Former castle founded in the 14th century in Tallaght, Ireland

Tallaght Castle (also known as Tallaght House and formerly known as the Archiepiscopal Palace) was a castle in Kilnamanagh, Tallaght, County Dublin, Ireland. It dates from the 14th century. It became an official residence of the Church of Ireland Archbishop of Dublin until 1822. It was taken over by the Dominican Order in 1856.

The castle is now in ruins with only a small proportion of it incorporated into the St. Mary's Priory building, in the grounds of St. Mary's Dominican Priory and the Priory Institute The old palace gardens, Archbishop’s bathhouse, the Friar's Walk and St. Maelruain's Tree still remain in the current grounds.

==Development==
Tallaght village was first walled in about 1310. As ordered by Archbishop Alexander de Bicknor, the initial castle was built between 1324 and the 1340s, to defend the settlement. The original castle is thought to have comprised high walls with a courtyard in the centre. It was in bad condition a century later.

In the mid-1400s, improvements were made by Archbishop Michael Tregury, leading to an increase in usage by subsequent Archbishops. Members of Archbishop Loftus's family were killed at the gates of the castle in the 1570s.

Archbishop John Hoadly built a palace on the remains from 1727 to 1729 at a cost of £2,500. The grounds had a brewery and a granary and stables. By 1760 some of the buildings had become 'dilapidated'.
___
Try it →
Extend the text on Tallaght Castle beyond its final sentence, following the history of the site after 1760.

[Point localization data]
___
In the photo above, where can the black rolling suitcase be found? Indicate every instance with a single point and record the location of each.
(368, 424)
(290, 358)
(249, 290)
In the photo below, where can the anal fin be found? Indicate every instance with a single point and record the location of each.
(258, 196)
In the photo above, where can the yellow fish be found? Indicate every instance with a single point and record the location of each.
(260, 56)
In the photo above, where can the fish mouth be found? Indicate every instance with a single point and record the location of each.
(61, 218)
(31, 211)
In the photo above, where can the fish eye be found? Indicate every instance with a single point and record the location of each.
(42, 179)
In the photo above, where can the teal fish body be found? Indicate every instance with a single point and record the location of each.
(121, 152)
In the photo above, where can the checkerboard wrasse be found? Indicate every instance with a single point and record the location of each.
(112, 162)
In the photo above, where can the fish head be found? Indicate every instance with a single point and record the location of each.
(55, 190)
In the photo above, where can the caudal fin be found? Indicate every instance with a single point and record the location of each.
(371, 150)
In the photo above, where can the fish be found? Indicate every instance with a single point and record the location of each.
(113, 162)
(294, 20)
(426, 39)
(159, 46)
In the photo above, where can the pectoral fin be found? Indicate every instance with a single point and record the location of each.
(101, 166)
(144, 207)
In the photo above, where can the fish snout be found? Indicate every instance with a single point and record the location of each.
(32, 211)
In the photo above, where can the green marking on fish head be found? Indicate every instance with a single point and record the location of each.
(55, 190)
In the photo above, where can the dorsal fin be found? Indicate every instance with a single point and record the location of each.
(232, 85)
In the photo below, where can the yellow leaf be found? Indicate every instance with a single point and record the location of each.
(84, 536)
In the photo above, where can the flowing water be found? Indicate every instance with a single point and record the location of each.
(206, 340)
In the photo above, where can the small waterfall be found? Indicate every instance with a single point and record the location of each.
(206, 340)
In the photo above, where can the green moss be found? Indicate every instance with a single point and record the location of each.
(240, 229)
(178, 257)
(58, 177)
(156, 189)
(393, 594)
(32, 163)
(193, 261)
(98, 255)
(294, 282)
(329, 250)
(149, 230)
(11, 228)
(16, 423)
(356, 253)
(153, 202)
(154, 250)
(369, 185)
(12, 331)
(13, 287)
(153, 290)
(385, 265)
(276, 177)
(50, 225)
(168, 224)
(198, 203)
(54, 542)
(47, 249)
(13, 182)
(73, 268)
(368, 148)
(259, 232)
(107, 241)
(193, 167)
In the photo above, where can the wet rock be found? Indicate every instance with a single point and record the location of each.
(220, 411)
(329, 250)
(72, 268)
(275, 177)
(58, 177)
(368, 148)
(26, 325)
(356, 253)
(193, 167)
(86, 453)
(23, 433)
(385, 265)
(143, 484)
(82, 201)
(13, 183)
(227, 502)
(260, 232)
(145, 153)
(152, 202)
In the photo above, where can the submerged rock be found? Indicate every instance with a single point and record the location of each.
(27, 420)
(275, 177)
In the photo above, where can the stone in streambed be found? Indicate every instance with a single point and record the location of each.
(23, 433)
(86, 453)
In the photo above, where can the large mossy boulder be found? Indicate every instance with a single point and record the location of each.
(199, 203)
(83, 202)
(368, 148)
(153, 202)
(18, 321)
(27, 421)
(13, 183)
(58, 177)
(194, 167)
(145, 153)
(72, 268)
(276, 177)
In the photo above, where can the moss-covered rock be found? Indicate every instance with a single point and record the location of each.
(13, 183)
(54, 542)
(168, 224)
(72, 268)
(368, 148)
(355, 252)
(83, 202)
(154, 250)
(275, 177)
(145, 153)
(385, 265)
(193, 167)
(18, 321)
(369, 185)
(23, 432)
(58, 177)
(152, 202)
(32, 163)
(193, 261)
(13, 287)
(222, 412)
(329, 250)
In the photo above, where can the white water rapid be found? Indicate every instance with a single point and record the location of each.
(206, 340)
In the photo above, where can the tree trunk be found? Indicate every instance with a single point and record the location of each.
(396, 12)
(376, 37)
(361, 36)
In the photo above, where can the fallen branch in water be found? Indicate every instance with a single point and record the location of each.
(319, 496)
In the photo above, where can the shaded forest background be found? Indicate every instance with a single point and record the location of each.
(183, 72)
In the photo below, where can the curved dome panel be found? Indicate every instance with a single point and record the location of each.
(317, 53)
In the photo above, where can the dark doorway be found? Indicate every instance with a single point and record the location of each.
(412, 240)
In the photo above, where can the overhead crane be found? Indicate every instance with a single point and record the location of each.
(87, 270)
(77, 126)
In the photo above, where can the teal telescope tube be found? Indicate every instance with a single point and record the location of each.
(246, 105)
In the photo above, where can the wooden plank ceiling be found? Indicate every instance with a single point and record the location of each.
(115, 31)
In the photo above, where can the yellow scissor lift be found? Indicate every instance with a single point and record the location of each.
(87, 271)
___
Reply to the exercise →
In 1821, an act of Parliament (1 & 2 Geo. 4. c. 15) was passed which stated that it was unfit for habitation. In 1822 the property was sold to Major Palmer, Inspector General of Prisons, who pulled most of the palace down and used the materials to build his mansion, 'Tallaght House', as well as a schoolhouse and several cottages. A tower from the original castle was left untouched and later was incorporated into the current priory building. The once four-storey-high tower now has just internally two. Major Palmer later sold the mansion and lands to his successor as Inspector of Prisons, Mr Lentaigne.

When the Dominican friars took a lease out on the property in the 1840s, one of the buildings was converted into a chapel. The friars eventually bought the property from Mr Lentaigne in 1855. The chapel was replaced with a purpose-built church, dedicated to Fr. Tom Burke, in 1883. Part of the house burned down in the first decade of the 1900s.